** Start **

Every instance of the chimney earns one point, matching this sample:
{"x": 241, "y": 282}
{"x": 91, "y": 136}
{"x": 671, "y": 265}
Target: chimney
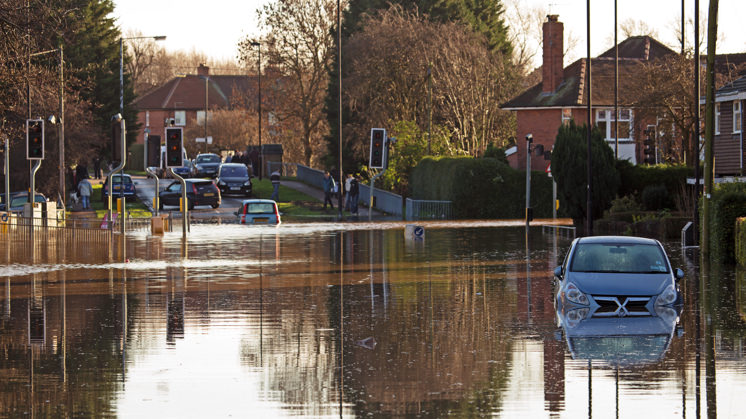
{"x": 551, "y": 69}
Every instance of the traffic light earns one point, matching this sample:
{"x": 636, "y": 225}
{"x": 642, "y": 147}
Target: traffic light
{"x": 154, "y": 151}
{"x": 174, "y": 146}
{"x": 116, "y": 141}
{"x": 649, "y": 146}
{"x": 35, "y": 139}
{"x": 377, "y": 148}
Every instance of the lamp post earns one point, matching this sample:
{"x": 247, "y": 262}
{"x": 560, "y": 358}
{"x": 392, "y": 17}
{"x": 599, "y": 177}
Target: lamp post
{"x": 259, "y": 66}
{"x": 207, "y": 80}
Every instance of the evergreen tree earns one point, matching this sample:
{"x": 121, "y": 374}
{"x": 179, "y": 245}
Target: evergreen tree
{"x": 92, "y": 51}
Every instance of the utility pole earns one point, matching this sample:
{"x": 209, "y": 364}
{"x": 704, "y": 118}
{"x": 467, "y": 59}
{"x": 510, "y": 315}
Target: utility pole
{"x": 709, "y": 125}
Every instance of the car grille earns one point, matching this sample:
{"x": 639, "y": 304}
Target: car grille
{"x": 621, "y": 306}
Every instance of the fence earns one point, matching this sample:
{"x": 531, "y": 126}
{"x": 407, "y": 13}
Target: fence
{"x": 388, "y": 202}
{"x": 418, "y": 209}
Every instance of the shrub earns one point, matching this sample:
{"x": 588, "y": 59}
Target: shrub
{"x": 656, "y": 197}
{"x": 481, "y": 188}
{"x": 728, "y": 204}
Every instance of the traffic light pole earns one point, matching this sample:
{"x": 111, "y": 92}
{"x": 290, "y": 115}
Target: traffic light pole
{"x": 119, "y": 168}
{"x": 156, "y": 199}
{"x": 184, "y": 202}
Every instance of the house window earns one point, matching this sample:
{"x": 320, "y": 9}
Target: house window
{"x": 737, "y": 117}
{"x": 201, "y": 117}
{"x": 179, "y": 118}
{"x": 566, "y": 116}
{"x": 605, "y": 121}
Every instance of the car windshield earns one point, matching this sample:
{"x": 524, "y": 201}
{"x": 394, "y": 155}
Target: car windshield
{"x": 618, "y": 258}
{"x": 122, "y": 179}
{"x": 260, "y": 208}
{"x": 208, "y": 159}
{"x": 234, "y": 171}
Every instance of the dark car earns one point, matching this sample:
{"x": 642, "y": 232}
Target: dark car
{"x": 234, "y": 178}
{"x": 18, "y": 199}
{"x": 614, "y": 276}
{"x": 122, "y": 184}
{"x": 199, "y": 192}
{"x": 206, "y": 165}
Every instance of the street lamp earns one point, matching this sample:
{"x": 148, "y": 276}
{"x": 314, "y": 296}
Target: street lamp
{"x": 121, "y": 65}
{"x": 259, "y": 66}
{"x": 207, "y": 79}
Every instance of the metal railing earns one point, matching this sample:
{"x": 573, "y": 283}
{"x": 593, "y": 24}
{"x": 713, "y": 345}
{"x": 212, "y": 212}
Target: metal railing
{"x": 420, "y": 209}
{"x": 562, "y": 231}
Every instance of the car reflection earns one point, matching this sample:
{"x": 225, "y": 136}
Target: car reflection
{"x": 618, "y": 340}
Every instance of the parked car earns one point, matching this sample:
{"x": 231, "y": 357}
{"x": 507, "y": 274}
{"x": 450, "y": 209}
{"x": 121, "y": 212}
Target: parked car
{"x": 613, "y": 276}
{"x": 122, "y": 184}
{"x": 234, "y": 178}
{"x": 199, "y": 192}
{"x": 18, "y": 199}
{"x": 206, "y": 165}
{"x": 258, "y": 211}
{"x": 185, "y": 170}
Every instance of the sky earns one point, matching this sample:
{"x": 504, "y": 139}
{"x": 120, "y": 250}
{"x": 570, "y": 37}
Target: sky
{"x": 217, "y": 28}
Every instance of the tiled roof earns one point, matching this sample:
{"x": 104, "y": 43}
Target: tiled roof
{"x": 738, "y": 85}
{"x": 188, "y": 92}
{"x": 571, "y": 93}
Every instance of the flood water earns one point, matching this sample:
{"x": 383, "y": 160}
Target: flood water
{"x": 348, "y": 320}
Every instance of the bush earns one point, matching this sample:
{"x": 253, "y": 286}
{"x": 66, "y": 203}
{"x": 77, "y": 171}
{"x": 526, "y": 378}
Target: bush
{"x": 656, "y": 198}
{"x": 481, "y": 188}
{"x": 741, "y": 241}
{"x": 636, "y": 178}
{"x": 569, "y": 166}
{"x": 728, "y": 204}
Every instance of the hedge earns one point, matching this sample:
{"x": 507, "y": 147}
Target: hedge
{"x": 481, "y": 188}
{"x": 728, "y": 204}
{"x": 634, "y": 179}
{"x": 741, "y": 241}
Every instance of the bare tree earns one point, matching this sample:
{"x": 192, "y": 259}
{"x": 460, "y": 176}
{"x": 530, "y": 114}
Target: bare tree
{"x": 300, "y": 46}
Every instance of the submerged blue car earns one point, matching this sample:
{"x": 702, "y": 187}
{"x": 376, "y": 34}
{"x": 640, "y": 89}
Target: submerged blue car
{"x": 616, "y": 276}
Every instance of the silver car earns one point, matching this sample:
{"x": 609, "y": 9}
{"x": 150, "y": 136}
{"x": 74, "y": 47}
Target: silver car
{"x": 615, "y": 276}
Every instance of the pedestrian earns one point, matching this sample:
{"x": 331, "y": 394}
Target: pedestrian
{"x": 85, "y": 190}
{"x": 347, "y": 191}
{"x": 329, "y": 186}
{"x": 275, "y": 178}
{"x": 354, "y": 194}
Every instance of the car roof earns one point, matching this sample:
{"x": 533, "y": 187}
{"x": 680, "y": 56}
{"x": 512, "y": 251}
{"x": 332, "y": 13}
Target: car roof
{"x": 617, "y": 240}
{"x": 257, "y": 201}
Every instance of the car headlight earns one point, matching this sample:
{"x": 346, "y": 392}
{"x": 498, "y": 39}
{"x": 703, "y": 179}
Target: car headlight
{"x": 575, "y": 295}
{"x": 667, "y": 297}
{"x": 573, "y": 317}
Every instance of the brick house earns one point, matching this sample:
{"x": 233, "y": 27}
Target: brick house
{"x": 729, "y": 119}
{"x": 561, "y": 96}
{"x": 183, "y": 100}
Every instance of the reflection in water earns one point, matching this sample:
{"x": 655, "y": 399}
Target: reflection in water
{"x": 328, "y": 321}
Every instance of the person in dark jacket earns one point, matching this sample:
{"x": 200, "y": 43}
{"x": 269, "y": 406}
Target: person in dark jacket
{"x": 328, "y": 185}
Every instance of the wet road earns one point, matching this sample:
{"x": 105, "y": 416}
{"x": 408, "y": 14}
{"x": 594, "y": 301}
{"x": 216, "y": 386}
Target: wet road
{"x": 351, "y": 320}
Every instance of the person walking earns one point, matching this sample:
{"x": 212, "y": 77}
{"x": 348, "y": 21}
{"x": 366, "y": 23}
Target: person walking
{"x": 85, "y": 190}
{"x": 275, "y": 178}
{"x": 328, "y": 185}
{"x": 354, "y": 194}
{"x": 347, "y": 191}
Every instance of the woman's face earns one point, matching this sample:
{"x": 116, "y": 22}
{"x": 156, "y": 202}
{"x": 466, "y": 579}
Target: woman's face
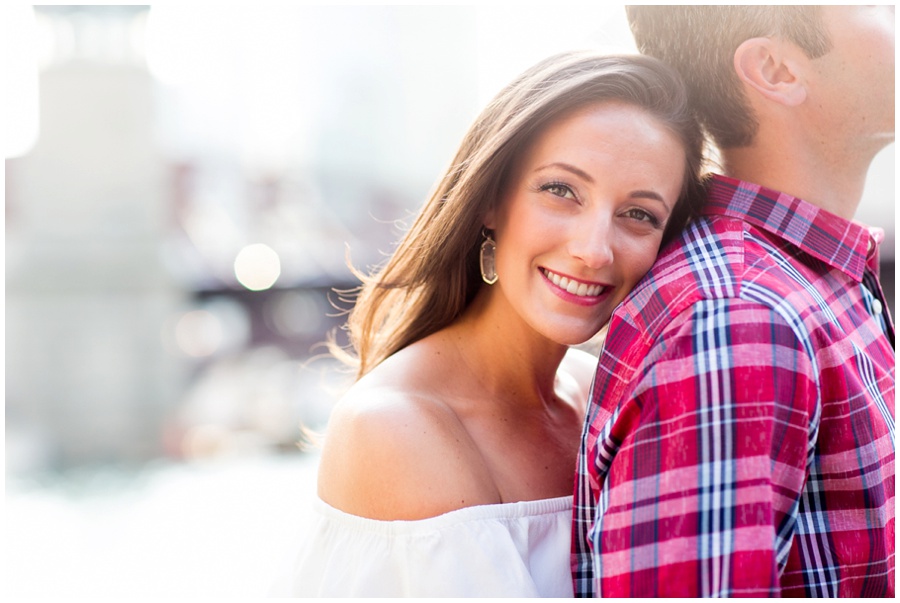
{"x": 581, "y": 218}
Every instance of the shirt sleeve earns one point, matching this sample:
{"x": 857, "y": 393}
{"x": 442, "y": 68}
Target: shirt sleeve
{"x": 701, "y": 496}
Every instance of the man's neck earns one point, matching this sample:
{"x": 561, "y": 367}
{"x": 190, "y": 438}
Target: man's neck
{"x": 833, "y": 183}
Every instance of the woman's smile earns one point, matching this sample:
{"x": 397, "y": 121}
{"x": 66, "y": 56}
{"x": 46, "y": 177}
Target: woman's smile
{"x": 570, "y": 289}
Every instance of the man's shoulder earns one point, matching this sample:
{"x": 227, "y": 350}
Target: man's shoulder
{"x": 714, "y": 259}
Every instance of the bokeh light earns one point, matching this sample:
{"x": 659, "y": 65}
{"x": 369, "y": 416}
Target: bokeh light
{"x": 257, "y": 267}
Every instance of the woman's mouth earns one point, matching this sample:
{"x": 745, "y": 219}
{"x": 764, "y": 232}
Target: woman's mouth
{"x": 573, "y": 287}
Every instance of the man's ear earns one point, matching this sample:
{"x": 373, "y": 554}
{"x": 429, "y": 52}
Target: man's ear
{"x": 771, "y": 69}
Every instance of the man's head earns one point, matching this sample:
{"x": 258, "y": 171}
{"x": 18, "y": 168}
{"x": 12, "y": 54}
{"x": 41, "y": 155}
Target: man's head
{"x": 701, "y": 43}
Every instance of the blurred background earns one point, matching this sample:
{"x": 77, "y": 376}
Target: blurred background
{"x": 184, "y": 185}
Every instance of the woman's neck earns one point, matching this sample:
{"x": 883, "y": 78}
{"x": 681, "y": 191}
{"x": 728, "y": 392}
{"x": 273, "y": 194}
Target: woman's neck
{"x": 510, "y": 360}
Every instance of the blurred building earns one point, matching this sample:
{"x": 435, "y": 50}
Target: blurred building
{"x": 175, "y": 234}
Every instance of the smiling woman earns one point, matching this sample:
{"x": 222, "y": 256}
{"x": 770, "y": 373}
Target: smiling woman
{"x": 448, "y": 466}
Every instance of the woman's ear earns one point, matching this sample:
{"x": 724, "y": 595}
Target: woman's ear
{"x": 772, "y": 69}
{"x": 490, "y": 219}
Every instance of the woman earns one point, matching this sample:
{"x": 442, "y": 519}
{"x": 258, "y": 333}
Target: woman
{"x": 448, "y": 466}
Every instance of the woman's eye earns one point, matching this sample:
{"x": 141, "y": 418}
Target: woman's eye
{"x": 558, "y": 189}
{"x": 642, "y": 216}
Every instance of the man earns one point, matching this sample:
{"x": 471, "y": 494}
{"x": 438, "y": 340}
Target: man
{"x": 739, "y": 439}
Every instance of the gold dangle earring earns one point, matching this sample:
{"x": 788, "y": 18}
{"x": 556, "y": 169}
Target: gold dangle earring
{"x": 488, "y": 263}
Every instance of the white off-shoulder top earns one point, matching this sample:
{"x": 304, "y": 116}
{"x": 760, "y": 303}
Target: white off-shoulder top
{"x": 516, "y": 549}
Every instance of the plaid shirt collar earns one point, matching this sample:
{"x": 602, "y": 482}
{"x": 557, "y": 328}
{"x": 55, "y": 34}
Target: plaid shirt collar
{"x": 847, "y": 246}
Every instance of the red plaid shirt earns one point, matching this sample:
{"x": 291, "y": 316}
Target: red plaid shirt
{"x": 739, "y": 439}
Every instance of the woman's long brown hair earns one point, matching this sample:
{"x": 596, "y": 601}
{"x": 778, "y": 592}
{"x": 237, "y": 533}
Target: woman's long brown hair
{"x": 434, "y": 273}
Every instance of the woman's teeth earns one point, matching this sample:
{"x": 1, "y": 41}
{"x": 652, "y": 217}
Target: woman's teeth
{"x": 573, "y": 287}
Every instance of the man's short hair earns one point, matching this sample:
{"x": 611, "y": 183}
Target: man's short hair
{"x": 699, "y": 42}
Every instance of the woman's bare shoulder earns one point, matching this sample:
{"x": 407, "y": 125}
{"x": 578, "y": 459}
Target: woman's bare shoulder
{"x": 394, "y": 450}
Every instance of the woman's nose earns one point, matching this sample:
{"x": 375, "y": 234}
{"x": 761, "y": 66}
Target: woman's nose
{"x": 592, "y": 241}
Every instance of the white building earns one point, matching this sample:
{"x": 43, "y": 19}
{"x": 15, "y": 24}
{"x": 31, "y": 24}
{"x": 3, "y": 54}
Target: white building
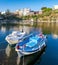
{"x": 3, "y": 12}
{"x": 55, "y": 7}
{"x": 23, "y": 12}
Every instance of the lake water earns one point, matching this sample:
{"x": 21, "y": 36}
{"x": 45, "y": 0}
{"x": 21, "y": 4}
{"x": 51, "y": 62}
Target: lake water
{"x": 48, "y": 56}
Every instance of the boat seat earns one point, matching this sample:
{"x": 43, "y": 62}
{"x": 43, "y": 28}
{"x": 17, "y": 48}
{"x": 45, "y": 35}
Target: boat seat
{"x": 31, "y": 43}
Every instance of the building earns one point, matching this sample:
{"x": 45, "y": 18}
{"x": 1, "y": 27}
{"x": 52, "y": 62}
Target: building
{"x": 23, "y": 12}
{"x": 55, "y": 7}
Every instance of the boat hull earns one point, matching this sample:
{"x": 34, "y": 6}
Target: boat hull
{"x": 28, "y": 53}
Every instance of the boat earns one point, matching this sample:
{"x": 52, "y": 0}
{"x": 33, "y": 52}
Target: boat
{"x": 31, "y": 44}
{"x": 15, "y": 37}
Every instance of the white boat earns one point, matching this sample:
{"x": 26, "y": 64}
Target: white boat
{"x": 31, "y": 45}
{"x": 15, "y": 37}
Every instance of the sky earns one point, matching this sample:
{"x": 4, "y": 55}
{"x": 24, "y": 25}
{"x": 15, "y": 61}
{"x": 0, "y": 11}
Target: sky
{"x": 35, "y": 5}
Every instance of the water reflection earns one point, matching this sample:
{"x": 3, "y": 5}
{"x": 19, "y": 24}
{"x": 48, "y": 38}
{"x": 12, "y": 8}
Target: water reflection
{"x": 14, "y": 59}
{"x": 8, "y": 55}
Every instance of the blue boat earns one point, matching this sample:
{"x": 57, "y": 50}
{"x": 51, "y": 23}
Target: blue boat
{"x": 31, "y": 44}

** End **

• WHAT YOU HAVE TO DO:
Restate word for word the lines from the one holding "Every instance of the white boat" to the end of the listing, both ends included, and nothing more.

• WORKED SOLUTION:
Every instance of the white boat earns one point, matching this sample:
{"x": 26, "y": 64}
Target: white boat
{"x": 31, "y": 45}
{"x": 15, "y": 37}
Every instance of the sky earns one point, matching this sample:
{"x": 4, "y": 55}
{"x": 24, "y": 25}
{"x": 15, "y": 61}
{"x": 0, "y": 11}
Target: sky
{"x": 35, "y": 5}
Every instance of the water reflection earns one point, matching this sample:
{"x": 3, "y": 5}
{"x": 19, "y": 24}
{"x": 48, "y": 38}
{"x": 12, "y": 8}
Target: water reflection
{"x": 14, "y": 59}
{"x": 8, "y": 55}
Every instance of the blue boat earns one point, matching this sample:
{"x": 57, "y": 50}
{"x": 51, "y": 23}
Target: blue boat
{"x": 31, "y": 44}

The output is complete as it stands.